A “vontade” política precisa ser pautada pela promoção e proteção dos direitos
“Meu sonho é poder trabalhar, trabalhar para comprar comida, comer bem” (Menina, 11 anos, Itapoã-DF, maio de 2022)[3]
A crueldade de um país que violenta crianças e adolescentes por meio da fome, da pobreza e das desigualdades (porque todas essas condições são construídas) é retirar deles e delas a possibilidade de sonhar. As necessidades básicas não devem ser sonhos, porque são direitos e por isso devem ser cumpridos pelos responsáveis por sua efetivação.
O enfrentamento do trabalho infantil ancora-se no entendimento de que 1) o trabalho na infância é degradante e prejudica o desenvolvimento integral; 2) toda criança e adolescente, independentemente de classe, raça, cor, etnia ou território, é sujeito de direitos e deve acessá-los de modo a poder ampliar sua capacidade de sonhar. E para isso, os governos precisam investir, urgentemente, em políticas de proteção social e de educação de qualidade. O país convive atualmente com 33,1 milhões de pessoas em situação de insegurança alimentar e nutricional grave por conta de decisão política. É preciso que nos mobilizemos nesse momento e que votemos nas próximas eleições em candidaturas que proponham mudar essa realidade e que tenham como prioridade os direitos das crianças e dos adolescentes em sua agenda.
Recomendações
– Revogação da Emenda Constitucional 95;
– Maior orçamento e execução do Programa de Erradicação do Trabalho Infantil com transferência de renda para famílias com crianças e adolescentes e avaliações periódicas do programa;
– Ampliação do número de beneficiários e dos valores do programa de transferência de renda do governo federal (Auxílio Brasil ou Bolsa Família);
– Ampliação da Aprendizagem Profissional aumentando o piso para cotas de contratação de aprendizes;
– Cumprimento da meta 20 do Plano Nacional de Educação: atingir até 2024 10% do PIB em investimento em educação;
– Rever a composição da Conaeti por meio da alteração do decreto 10.574/2020;
– Maior aporte de recursos e execução para a Política Nacional de Promoção da Igualdade Racial;
– Proteger a lei atual que define a idade mínima para o trabalho no Brasil.

[MATERIAL FORNECIDO]
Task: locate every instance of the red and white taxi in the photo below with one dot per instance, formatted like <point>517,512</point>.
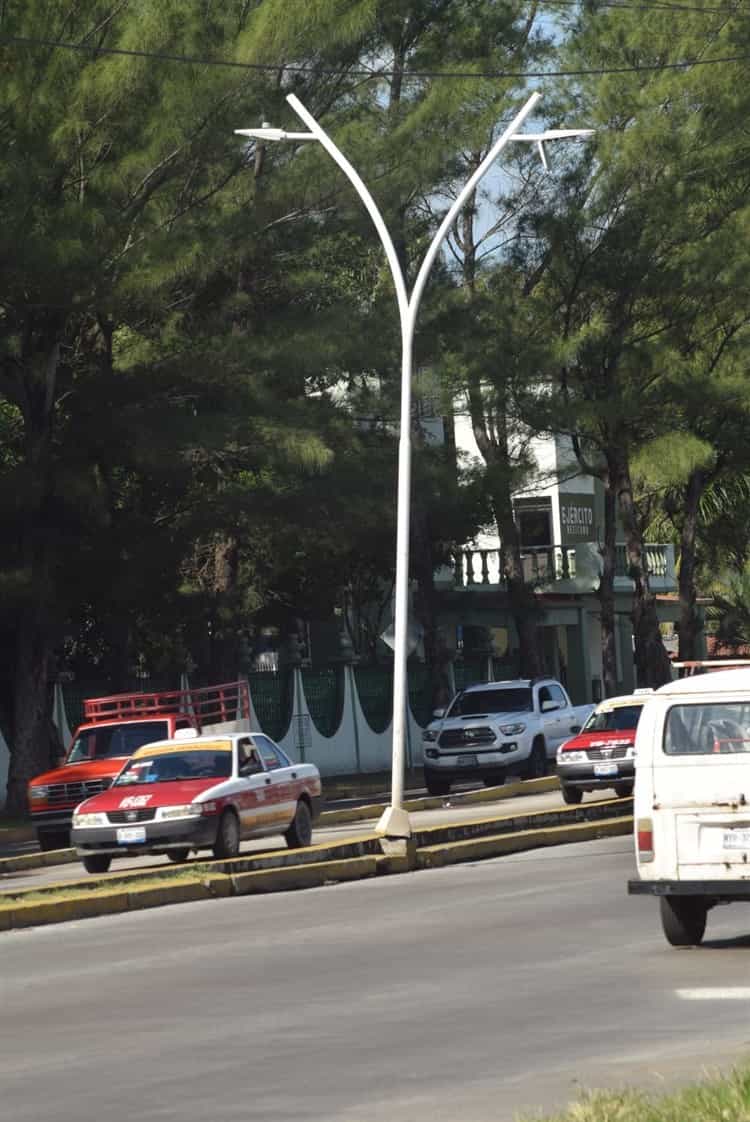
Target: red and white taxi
<point>198,792</point>
<point>603,753</point>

[TAREFA 1]
Diga se cada afirmação abaixo está de acordo com o texto selecionado, respondendo sim ou não e citando literalmente as palavras do texto que decidem a questão. (a) O país tem atualmente 33,1 milhões de pessoas em insegurança alimentar e nutricional grave. (b) Uma das recomendações é reduzir a idade mínima para o trabalho no Brasil. (c) A meta 20 do Plano Nacional de Educação prevê chegar a 10% do PIB em investimento em educação até 2030.
[TAREFA 2]
Segundo o texto selecionado, a alteração de qual decreto é recomendada para rever a composição da Conaeti?

[SUA RESPOSTA 1]
(a) Sim: "O país convive atualmente com 33,1 milhões de pessoas em situação de insegurança alimentar e nutricional grave".
(b) Não: "Proteger a lei atual que define a idade mínima para o trabalho no Brasil."
(c) Não: "atingir até 2024 10% do PIB em investimento em educação".

[SUA RESPOSTA 2]
O decreto 10.574/2020.